--- About this exercise ---
In how many lines of the records does the word "panel" appear? Reply with the number and nothing else.

--- Exercise materials ---
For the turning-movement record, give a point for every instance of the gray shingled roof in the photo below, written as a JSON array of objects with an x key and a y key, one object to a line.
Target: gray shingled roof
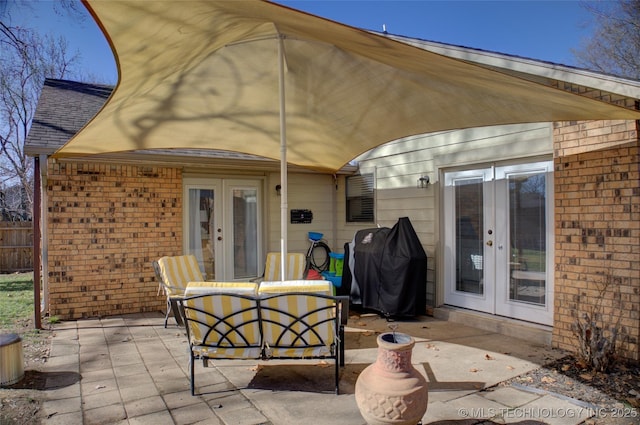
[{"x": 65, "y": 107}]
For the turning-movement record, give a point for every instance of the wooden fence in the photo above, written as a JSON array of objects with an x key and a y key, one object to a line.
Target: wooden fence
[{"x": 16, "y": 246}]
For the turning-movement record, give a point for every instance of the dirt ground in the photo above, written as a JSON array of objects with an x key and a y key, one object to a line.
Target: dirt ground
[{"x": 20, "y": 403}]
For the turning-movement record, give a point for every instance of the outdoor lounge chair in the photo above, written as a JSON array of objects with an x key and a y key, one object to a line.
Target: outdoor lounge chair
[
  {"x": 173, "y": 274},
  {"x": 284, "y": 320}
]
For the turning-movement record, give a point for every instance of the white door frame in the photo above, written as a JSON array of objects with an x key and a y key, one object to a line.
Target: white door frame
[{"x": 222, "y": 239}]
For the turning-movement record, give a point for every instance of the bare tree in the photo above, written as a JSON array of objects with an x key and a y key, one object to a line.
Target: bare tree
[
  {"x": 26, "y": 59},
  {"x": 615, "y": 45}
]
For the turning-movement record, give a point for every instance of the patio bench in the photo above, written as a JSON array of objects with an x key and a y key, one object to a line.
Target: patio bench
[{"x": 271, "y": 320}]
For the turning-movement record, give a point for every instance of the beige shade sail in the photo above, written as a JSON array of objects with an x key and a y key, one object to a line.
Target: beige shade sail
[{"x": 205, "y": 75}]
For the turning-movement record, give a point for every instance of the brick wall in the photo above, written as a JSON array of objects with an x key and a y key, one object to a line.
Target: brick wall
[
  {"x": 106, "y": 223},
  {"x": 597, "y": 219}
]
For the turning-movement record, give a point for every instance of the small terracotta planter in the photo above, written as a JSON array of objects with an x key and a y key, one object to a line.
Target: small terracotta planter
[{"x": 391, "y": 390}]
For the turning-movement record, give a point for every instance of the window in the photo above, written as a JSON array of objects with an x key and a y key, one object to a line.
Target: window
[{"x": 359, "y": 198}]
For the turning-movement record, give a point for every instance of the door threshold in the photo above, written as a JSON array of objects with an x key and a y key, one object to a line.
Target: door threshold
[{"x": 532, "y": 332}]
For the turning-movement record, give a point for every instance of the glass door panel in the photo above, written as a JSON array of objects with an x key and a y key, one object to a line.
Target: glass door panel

--- Response to this task ---
2